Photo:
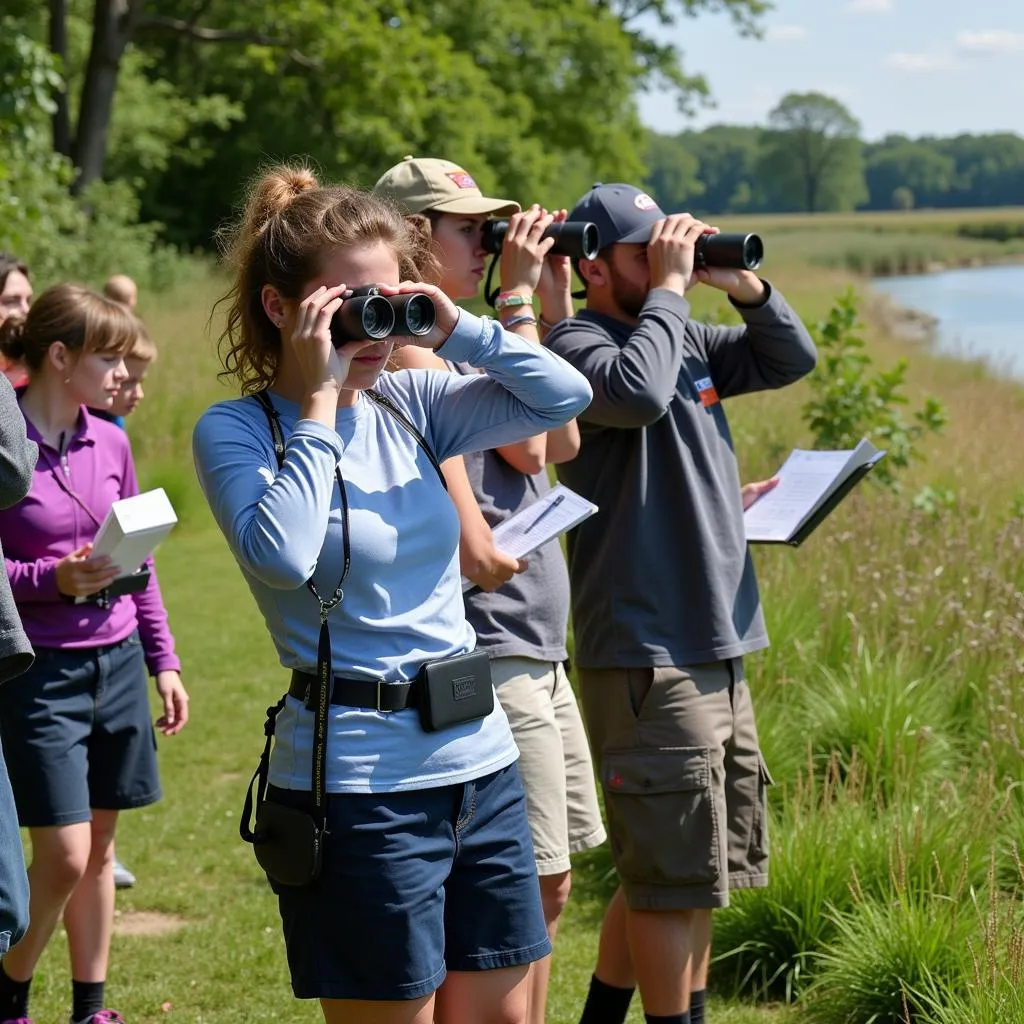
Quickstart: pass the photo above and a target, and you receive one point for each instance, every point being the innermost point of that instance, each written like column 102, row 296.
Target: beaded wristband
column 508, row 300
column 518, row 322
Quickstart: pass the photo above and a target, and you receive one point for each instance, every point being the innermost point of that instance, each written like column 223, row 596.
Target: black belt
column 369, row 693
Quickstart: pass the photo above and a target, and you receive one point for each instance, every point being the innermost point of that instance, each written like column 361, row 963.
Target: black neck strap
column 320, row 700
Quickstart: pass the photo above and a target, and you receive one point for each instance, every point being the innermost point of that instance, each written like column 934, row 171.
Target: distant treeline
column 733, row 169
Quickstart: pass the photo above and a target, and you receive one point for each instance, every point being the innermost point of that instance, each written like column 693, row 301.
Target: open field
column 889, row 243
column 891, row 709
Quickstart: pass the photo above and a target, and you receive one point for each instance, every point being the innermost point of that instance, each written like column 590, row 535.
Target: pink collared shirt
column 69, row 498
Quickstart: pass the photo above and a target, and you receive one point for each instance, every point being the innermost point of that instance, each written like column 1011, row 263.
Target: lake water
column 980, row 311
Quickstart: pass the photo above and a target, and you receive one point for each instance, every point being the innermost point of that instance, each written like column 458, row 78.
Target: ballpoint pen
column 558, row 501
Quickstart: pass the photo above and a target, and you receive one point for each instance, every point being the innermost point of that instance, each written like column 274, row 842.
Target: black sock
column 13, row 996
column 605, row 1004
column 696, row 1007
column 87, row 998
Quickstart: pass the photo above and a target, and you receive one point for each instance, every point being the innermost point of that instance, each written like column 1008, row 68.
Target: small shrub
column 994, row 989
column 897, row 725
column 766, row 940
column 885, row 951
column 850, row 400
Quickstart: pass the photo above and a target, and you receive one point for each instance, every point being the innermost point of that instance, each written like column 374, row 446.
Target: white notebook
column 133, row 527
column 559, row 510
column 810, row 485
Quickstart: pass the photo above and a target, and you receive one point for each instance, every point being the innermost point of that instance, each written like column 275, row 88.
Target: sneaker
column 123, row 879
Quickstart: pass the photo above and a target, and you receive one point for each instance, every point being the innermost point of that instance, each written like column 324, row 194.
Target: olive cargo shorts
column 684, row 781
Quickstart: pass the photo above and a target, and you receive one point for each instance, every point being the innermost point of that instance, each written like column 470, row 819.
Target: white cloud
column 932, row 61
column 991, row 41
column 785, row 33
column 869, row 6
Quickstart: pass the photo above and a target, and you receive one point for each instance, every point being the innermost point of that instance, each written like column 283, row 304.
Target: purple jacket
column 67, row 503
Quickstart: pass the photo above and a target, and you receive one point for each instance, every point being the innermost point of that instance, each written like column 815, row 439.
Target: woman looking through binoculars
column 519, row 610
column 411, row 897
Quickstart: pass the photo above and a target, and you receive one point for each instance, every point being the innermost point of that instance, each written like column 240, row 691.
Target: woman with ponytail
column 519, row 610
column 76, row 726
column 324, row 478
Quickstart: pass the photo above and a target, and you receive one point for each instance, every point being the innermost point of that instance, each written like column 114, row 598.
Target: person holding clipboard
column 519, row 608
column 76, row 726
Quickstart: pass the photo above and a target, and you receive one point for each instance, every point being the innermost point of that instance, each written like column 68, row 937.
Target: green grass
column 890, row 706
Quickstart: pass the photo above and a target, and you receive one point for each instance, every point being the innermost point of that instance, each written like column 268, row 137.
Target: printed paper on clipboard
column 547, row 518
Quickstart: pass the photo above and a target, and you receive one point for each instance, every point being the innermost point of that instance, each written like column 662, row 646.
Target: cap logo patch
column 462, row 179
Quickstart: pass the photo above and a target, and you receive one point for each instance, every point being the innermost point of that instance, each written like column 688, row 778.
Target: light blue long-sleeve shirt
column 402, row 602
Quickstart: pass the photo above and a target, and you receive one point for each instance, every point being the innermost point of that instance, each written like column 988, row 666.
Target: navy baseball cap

=-=-=-=-=

_Exercise aim_: Please revise the lines from the one containing "693, row 301." through the one containing "column 891, row 709", replacing "open field" with "grassy field" and leaving everything else unchanged.

_Result for this task_:
Quickstart: pass the photo above and a target, and you receive one point for each instance, every point being the innermost point of that instance, each written like column 693, row 301.
Target: grassy field
column 889, row 243
column 891, row 709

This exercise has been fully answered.